• **Exercise requirements**
Reproduce precisely the lines of the listing below, starting with the line that contains "Task: tag every instance of the bird's body" and stopping after the line that contains "Target: bird's neck"; include nothing else.

• **Records to process**
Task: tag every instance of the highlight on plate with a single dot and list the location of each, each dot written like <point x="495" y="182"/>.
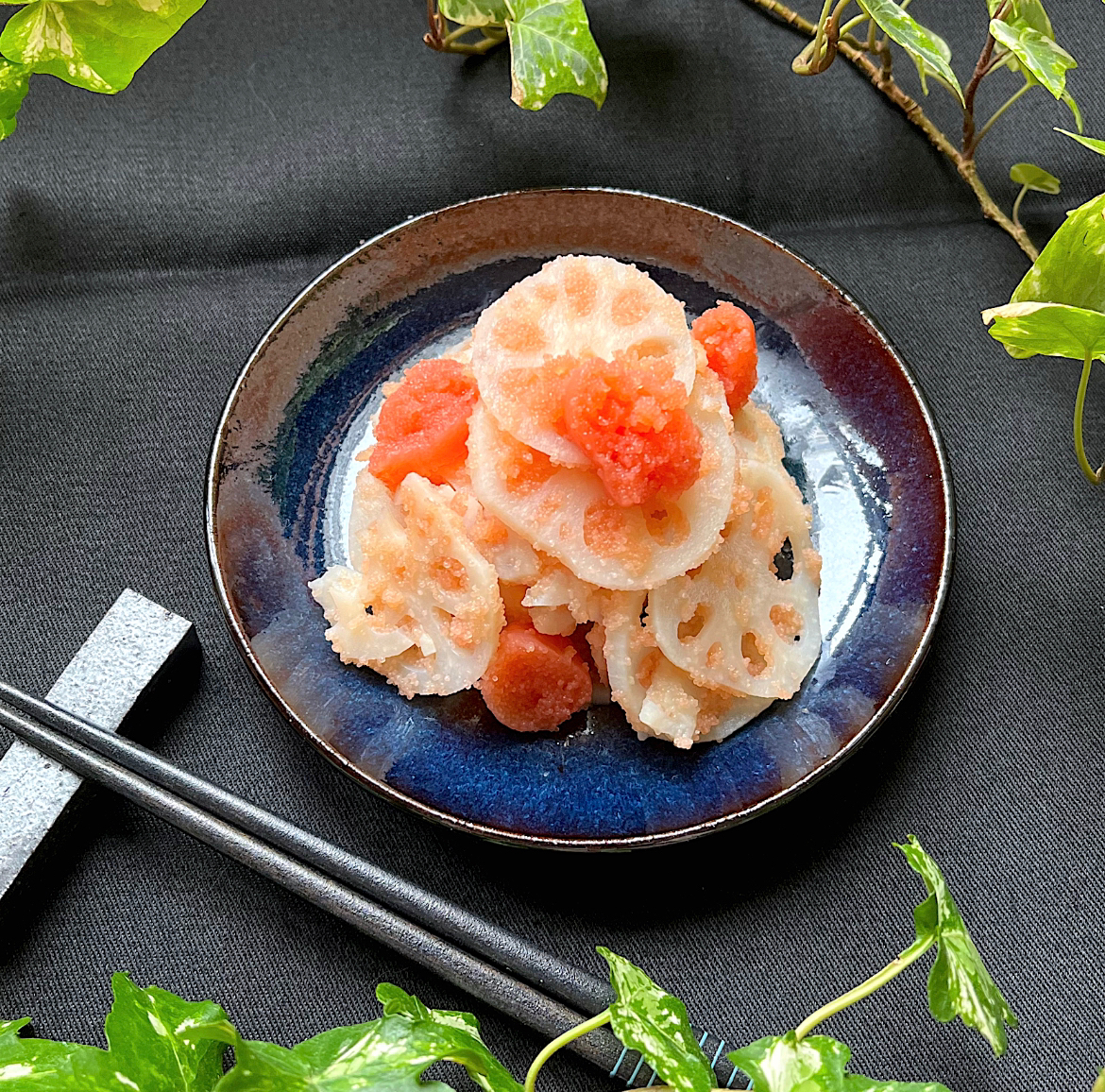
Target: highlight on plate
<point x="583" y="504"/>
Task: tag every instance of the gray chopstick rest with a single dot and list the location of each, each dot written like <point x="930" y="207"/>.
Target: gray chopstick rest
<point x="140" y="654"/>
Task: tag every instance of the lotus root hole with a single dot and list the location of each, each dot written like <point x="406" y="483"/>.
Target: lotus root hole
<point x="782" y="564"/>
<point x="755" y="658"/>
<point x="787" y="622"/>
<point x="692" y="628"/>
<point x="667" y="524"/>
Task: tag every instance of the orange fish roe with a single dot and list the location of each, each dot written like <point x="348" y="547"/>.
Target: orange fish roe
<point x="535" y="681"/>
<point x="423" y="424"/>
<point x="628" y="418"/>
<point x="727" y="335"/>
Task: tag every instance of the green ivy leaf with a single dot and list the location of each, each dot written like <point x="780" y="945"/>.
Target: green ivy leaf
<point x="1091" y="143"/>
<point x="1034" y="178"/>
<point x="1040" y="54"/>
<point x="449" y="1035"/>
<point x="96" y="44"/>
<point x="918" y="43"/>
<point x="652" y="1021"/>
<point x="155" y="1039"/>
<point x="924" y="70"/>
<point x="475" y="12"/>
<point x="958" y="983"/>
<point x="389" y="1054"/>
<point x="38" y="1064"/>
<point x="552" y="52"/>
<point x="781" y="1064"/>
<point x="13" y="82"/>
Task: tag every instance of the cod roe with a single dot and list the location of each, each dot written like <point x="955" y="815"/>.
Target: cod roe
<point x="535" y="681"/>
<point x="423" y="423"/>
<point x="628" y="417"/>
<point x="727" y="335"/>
--
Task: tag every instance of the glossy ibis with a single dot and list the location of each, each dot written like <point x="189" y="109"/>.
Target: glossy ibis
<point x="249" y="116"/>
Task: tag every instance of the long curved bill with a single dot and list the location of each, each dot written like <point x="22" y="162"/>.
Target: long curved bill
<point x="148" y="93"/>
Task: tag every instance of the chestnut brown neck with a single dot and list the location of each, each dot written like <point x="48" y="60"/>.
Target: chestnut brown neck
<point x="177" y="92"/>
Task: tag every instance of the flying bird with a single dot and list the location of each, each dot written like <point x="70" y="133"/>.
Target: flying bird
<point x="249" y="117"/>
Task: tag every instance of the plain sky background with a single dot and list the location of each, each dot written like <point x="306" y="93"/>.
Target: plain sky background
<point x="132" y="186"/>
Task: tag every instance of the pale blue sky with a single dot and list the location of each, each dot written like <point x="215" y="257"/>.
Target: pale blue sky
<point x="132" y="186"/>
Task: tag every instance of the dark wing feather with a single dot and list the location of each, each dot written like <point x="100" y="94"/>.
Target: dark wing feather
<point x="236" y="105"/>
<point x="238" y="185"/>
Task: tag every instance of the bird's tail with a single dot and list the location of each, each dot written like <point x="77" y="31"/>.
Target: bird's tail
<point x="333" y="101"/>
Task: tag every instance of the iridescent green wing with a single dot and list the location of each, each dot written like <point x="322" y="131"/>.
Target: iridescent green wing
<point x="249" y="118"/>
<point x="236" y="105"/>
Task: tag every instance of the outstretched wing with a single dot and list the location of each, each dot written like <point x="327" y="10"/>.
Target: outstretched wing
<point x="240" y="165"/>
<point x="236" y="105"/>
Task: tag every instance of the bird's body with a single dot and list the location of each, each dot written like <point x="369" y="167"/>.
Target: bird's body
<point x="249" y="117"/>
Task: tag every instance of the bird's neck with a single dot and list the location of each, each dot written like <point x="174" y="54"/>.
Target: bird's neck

• **Result of the exercise**
Task: tag every instance of the bird's body with a single dot and list the location of each, each dot written like <point x="369" y="167"/>.
Target: bird's body
<point x="249" y="117"/>
Task: tag every instance of the bird's neck with a single dot and list the location of each, each dot written like <point x="174" y="54"/>.
Target: bird's neck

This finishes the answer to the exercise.